## Problem requirements
Return the data that follows exactly as it appears. Pictures do not belong in the copy.

## Records for processing
==========
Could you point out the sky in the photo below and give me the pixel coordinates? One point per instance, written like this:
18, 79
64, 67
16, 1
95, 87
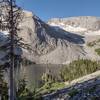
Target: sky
47, 9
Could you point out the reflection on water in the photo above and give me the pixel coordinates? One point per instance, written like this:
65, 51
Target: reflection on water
33, 73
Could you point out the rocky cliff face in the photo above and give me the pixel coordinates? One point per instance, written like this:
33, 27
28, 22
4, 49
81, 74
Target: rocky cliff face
51, 42
49, 45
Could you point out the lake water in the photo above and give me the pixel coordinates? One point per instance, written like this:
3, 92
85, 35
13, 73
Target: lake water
33, 73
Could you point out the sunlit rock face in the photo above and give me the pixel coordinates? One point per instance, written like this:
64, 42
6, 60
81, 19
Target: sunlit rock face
59, 41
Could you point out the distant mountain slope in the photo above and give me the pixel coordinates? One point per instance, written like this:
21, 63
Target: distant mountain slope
55, 45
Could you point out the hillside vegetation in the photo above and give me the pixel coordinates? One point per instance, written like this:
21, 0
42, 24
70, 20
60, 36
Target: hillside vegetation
78, 69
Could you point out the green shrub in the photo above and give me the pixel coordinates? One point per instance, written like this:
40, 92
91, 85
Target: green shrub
97, 51
78, 69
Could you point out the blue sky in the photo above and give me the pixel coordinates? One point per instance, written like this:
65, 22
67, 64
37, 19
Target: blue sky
46, 9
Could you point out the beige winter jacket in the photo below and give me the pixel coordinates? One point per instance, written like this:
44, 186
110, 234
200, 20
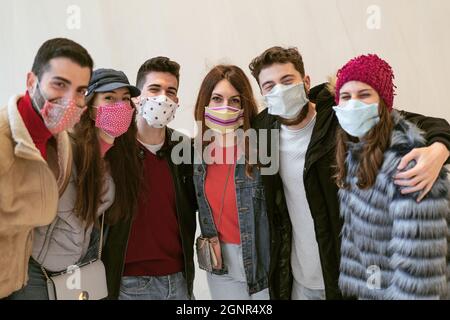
==========
## Solution for this task
Could you point out the sky in the photo below and give me the pixel coordinates? One point per instance, written like this:
18, 79
64, 67
16, 1
95, 87
Target: sky
47, 9
Could you point out the reflection on water in the photo above and give me the pixel coordinates? One point per instance, written like this:
65, 51
Target: reflection on water
33, 73
Could you point out the rocky cliff face in the photo above and give me the pixel coordinates? One point per instance, written like this:
33, 27
28, 22
4, 49
81, 74
Target: rocky cliff face
51, 42
49, 45
Could you point out the lake water in the photo above and give me the pixel coordinates? One point per instance, written like this:
3, 92
85, 35
13, 73
Target: lake water
33, 73
Could you point out the sunlit rock face in the photo above and give me the pixel coordinates? One point per instance, written like this:
64, 42
6, 60
81, 19
Target: sunlit rock face
59, 41
Could you point out the distant mountain slope in the photo above and give me the pixel coordinates? One point per instance, written like this:
21, 63
Target: distant mountain slope
55, 45
Could you point out the hillside vegetation in the photo above and give me the pixel coordinates? One point per instance, written like this:
21, 0
42, 24
70, 20
60, 36
Target: hillside vegetation
78, 69
Could you point out the green shrub in the photo above and give me the pixel coordinates? One point per instance, written like this:
40, 92
91, 85
Target: green shrub
97, 51
78, 69
Could you point out the blue sky in the photo above and give me the pixel coordinates? One point per instance, written like this:
65, 22
67, 64
37, 19
Target: blue sky
46, 9
Could you point out the beige winter jacket in the photo below and give me the pixel coordinates? One point per instance, written like this:
44, 186
110, 234
200, 20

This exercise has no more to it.